-- GIVEN PASSAGE --
§

July 16, 2011
Osteopathic Physicians Support Reform of Over-the-Counter Medication Restrictions
CHICAGO, July 16, 2011 /PRNewswire-USNewswire/ -- Concerned over a rule in the Patient Protection and Affordable Care Act (PPACA) that requires a physician's prescription for patients to use their tax preferred accounts to purchase over-the-counter (OTC) medications, members of the American Osteopathic Association (AOA) House of Delegates voted in favor of repealing the section of the PPACA containing this new policy.
In order to use flexible spending accounts, health savings accounts, or other tax preferred accounts, patients much first obtain a prescription for items such as vitamins, nasal spray, and heartburn medication.
The Food and Drug Administration has determined that many OTC products are effective and safe for broad distribution and should not require a physician's prescription, so this new stipulation leaves many physicians concerned about the added step for patients and the additional stress on their already busy medical practices.
"This restriction is not only a time consuming step for the patient, but it also adds to a physician's already stretched patient load," says George Thomas, DO, chair of the AOA Bureau on Federal Health Programs. "Unfortunately, if a patient must make an appointment to receive a prescription from his or her physician, that is one less appointment available for a patient who might be seriously ill."

§

-- ACTIVITY 1 --
Answer these about the press release on over-the-counter medication rules:
(a) Which body of the American Osteopathic Association voted to repeal the section of the PPACA?
(b) Which agency has found that many OTC products are effective and safe for broad distribution?
(c) What position does George Thomas, DO, hold?
-- ACTIVITY 2 --
Write the next few paragraphs of the press release on over-the-counter medication rules, picking up right after its final sentence.
The material that follows has nothing to do with the press release.

§

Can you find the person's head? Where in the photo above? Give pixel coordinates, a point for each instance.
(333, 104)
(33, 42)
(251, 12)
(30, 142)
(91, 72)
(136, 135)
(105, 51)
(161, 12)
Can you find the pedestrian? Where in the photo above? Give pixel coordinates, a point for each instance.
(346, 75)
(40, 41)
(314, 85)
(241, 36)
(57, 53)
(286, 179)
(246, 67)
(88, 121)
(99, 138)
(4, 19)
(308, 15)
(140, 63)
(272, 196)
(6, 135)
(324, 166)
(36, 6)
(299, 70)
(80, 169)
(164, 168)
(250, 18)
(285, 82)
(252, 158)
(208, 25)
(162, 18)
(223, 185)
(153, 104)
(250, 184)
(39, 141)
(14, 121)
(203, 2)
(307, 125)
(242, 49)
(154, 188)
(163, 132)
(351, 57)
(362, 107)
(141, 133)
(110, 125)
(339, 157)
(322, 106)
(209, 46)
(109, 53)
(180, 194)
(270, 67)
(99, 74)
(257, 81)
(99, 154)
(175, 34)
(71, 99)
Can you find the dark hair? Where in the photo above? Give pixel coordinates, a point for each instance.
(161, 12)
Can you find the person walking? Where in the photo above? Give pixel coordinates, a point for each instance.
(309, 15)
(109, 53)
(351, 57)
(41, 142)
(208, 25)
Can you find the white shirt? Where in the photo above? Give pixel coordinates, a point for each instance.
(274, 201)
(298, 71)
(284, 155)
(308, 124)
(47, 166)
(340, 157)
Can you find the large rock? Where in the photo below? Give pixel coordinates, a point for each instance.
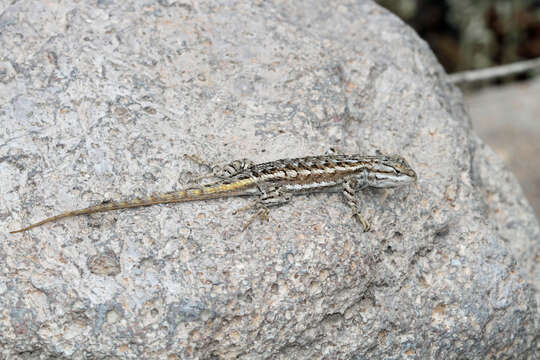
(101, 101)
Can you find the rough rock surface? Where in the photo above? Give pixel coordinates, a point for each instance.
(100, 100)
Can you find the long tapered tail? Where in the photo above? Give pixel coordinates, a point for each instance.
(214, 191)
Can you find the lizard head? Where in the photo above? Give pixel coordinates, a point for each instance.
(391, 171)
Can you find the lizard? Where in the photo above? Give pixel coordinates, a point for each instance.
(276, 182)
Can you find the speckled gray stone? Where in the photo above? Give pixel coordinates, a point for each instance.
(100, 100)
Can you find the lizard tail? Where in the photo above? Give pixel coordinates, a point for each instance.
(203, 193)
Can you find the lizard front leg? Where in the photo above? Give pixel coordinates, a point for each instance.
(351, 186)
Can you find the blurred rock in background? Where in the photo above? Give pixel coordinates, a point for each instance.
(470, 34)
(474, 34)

§

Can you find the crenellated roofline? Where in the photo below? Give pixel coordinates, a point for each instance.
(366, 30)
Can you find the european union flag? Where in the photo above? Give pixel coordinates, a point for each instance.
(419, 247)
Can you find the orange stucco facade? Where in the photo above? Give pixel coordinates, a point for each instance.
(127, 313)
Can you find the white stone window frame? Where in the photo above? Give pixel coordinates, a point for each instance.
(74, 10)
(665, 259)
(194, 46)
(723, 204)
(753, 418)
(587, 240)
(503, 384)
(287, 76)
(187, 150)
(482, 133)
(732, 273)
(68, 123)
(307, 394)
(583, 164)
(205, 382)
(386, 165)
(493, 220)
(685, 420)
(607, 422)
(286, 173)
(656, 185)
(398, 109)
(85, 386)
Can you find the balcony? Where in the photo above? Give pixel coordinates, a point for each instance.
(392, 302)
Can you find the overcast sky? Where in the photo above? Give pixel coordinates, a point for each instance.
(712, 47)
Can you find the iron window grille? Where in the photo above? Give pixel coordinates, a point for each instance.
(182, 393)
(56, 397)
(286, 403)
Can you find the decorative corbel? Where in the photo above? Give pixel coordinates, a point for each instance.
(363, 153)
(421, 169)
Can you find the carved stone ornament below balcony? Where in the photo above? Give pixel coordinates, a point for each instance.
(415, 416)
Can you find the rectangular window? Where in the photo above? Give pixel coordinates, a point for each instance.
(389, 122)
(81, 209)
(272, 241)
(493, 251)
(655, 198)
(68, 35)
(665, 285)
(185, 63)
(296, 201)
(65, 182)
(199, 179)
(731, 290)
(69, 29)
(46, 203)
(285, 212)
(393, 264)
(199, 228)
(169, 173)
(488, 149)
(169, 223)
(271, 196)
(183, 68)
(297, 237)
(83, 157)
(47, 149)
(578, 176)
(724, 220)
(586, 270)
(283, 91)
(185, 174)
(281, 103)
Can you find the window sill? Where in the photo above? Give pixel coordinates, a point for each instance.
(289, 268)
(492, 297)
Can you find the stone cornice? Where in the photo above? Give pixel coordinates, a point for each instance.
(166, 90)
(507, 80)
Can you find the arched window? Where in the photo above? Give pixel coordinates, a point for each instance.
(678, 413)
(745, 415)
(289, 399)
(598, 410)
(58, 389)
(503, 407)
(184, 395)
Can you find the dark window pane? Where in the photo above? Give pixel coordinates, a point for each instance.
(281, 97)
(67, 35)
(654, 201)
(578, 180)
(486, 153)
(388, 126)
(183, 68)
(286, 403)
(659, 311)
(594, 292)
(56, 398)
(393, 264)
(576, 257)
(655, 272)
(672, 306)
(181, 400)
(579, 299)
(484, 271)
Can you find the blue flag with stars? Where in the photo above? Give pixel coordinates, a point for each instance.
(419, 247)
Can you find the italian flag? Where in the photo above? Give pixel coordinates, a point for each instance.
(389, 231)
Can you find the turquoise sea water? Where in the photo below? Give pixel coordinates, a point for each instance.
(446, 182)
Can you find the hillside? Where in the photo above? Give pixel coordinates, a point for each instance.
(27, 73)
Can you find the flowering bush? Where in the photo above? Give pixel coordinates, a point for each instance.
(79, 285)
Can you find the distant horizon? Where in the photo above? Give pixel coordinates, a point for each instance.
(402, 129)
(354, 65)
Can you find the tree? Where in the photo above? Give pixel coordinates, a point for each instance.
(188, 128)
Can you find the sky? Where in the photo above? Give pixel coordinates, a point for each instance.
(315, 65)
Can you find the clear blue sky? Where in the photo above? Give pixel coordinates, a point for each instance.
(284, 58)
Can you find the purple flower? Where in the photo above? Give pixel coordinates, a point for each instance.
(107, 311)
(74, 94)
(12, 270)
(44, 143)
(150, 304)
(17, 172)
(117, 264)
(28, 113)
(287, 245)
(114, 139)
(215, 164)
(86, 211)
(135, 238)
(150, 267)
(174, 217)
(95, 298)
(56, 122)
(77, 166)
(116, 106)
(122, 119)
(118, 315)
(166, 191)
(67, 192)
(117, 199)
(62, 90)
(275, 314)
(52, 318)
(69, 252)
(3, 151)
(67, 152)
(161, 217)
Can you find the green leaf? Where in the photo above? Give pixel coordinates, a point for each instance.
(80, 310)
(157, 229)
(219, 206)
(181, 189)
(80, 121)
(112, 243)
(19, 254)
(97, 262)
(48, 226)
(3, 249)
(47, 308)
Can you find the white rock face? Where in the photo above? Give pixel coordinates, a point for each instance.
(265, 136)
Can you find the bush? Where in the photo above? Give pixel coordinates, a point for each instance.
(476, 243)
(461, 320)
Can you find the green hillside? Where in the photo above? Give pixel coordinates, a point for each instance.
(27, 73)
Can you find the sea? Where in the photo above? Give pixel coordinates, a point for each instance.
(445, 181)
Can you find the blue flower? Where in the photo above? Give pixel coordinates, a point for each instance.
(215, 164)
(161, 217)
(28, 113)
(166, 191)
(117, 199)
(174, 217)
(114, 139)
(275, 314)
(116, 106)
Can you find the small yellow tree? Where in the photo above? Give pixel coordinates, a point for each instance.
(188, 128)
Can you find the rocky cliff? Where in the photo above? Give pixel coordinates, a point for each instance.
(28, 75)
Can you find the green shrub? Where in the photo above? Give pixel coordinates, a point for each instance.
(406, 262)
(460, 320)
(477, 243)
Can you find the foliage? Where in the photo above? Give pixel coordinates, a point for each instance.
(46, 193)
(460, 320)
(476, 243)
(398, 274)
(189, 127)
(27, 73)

§

-- WRITTEN ANSWER 1 --
(a) The AOA House of Delegates.
(b) The Food and Drug Administration.
(c) He is chair of the AOA Bureau on Federal Health Programs.

-- WRITTEN ANSWER 2 --
About the House of Delegates
The AOA's House of Delegates, comprised of more than 500 delegates representing osteopathic state medical associations, specialty societies, interns, residents and students from throughout the country, meets annually in July to set organizational policies and elect new officers.
About the American Osteopathic Association
The American Osteopathic Association (AOA) proudly represents its professional family of more than 78,000 osteopathic physicians (DOs); promotes public health; encourages scientific research; serves as the primary certifying body for DOs; is the accrediting agency for osteopathic medical schools; and has federal authority to accredit hospitals and other health care facilities. More information on DOs/osteopathic medicine can be found at www.osteopathic.org.